--- Page text ---

##############################

Sunday, April 30, 2006

Seal the Borders

But against illegal immigrants from the United States going to Mexico. Here’s a story from Tijuana about the mayor complaining of U.S. citizens coming over to Mexico to enjoy his countries lax marijuana laws, which may become even more lax in the future.

Unlike the illegal immigrants coming to the U.S. looking for any kind of pay including those jobs that pay so low no citizen would do it, the ones going to Mexico from the U.S. are not looking for work and don’t want any at any price. Who’s getting the bad end of this deal?

The idea that local Americans would be crossing the border to do something that is considered illegal in this country will do more to put up an impregnable fence between the two countries no mater how many are steaming across the border into the U.S.

Many Republicans can tolerate the exploitation of illegal workers rather than pay a decent wage to a legal citizen or foreign worker, but they will not be able to stand the thought of some liberal college kid going over the border to smoke pot. The will they play lip service to tighter border security to prevent illegal immigration since they are actually benefiting financially from the cheap labor, but their moralistic self-righteousness will not allow the situation of citizens casually going across the border for pleasure.

The border must be tightened.

Saturday, April 29, 2006

More Better Star-Spangled Banner

Oh, say can you see, by the dawn's early light,
What so proudly we hailed at the twilight's last gleaming?
Under darkness of night and bright stars, through our perilous flight,
O’er the boarder we swam, we were so gallantly streaming.
And the spotlights’ bright glare, the ‘copters buzzing in air,
Gave proof through the night that our ass was still there.
O say, does that star-spangled banner yet wave
O'er the land of the jobs and the home of the payday?

Is the rewrite of the national anthem opened to anyone or do you have to be a recent arrival? I hope I’ve captured the essence of the new nation.

What’s interesting is watching the immigration situation divide the Republicans between the classic moneyed ruling class and the blue collar, cloth coat middle class majority. Business loves the current immigration policy that allows them to pay low wages and no benefits. The working class sees their wages being held down by the influx of cheap labor and strong belief that laws should be obeyed. An interesting article on this subject by Craig Shirley appeared in the WaPo a few days back.

The More Better Bush

The sudden three prong attack on high gas prices – is this the new and improved Bush? Are we seeing the Josh Bolten effect? President Bush responding to a crisis. I'm shocked and awed.

All the media are saying what Bush is offering will have little to any effect on high gas prices and is at best window dressing. What they fail to see or they refuse to comment since it would validate the liberal bias charge – if only their problem was liberal biasness, we would be better served – is that Bush is doing something. What we are not seeing is poor people crying out at the pump for relief while Bush flies by overhead looking down on them.

We will need to watch for the More Better Bush in the coming days: the proactive Bush, the in charge Bush, the decider deciding Bush, the go forward with the President you have instead of the one you want Bush. While Bush has always had a political spin master, now maybe, he has got himself a policy spin master.

##############################

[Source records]

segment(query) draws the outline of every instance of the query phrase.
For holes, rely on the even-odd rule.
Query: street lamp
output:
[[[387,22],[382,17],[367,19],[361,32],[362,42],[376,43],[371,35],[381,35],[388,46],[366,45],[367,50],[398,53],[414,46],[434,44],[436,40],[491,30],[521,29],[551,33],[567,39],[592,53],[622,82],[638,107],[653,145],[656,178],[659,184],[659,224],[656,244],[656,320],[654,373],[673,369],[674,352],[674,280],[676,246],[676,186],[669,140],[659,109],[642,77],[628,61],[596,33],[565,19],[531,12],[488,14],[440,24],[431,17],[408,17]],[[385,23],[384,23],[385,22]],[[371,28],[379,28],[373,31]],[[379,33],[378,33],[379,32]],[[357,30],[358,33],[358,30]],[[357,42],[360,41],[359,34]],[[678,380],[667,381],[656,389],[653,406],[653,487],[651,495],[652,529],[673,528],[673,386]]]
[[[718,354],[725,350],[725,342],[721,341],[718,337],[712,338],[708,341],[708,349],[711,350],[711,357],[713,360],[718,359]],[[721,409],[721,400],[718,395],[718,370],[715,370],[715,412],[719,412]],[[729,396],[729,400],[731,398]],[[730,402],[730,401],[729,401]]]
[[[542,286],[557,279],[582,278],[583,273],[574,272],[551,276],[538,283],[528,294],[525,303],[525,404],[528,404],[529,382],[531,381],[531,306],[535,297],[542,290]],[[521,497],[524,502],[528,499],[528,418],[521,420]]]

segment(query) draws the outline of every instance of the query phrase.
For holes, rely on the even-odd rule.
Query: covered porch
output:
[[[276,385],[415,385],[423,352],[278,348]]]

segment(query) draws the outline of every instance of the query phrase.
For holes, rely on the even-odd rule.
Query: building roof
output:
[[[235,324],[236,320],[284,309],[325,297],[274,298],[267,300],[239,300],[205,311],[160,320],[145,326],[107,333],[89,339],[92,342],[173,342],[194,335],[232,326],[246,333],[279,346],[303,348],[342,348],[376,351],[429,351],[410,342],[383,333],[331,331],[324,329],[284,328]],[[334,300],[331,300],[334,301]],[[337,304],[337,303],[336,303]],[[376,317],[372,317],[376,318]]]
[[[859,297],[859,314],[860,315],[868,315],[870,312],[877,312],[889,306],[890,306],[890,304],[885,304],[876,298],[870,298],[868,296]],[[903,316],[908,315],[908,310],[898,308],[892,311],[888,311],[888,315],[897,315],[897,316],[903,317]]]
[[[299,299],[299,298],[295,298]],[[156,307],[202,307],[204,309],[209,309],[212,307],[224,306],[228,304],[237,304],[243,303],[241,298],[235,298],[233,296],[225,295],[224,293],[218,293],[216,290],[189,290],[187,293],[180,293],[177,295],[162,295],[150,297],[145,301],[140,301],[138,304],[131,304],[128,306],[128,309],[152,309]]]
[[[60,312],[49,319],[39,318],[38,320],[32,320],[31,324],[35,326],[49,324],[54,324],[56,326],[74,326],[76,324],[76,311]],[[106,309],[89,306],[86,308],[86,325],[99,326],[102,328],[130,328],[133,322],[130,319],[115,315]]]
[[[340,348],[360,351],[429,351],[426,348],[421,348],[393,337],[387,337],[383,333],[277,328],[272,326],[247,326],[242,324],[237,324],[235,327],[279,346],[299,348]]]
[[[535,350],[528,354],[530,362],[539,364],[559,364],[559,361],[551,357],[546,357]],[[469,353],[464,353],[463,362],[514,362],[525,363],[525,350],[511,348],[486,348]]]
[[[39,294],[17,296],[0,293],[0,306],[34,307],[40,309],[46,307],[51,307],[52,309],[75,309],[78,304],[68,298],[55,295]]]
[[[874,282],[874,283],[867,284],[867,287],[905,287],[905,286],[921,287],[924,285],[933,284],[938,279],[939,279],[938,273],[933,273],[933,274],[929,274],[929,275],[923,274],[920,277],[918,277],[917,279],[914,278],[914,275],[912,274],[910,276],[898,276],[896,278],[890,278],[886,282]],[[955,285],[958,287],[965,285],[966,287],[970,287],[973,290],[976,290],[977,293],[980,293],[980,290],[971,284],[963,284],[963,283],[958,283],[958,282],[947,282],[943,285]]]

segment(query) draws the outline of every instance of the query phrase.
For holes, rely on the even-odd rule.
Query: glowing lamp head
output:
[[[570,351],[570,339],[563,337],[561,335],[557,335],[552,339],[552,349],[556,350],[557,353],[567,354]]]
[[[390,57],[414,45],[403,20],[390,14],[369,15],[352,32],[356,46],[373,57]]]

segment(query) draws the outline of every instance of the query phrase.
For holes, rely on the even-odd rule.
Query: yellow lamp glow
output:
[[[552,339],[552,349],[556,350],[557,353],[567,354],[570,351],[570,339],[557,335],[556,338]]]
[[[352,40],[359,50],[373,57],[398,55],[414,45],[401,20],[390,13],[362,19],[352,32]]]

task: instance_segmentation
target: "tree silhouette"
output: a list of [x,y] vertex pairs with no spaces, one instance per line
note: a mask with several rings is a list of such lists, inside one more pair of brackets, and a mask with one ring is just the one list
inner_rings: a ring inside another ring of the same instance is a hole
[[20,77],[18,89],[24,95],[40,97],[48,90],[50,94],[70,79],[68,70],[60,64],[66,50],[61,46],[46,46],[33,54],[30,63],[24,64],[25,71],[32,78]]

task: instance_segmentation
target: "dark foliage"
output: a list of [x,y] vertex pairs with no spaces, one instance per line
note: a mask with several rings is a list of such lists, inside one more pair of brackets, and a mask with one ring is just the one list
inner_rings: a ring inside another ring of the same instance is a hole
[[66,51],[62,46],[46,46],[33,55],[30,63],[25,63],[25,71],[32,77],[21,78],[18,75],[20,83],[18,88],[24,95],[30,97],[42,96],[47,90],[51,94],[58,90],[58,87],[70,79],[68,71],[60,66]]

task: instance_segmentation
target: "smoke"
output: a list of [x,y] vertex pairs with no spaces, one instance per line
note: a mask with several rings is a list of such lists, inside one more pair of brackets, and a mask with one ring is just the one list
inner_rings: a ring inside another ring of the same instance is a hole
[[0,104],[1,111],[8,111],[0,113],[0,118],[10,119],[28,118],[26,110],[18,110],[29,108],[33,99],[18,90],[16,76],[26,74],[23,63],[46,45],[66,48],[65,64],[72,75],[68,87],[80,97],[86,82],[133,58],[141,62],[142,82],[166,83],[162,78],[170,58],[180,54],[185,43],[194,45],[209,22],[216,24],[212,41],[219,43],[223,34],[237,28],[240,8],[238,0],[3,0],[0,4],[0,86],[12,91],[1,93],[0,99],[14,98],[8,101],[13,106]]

##############################

--- Exercise instructions ---
1) Condense the paragraph of the blog page that begins "What’s interesting is watching" into a short bulleted list of its main points.
2) Show every line of the listing that contains the string "target", treating uppercase and lowercase as different.

--- The results ---
1)
- Immigration is dividing Republicans into the moneyed ruling class and the blue-collar, middle-class majority.
- Business favors the current immigration policy because it allows low wages and no benefits.
- The working class sees the influx of cheap labor holding down its wages and firmly believes laws should be obeyed.
- Craig Shirley wrote an article on this subject in the WaPo a few days earlier.

2)
target: "tree silhouette"
target: "dark foliage"
target: "smoke"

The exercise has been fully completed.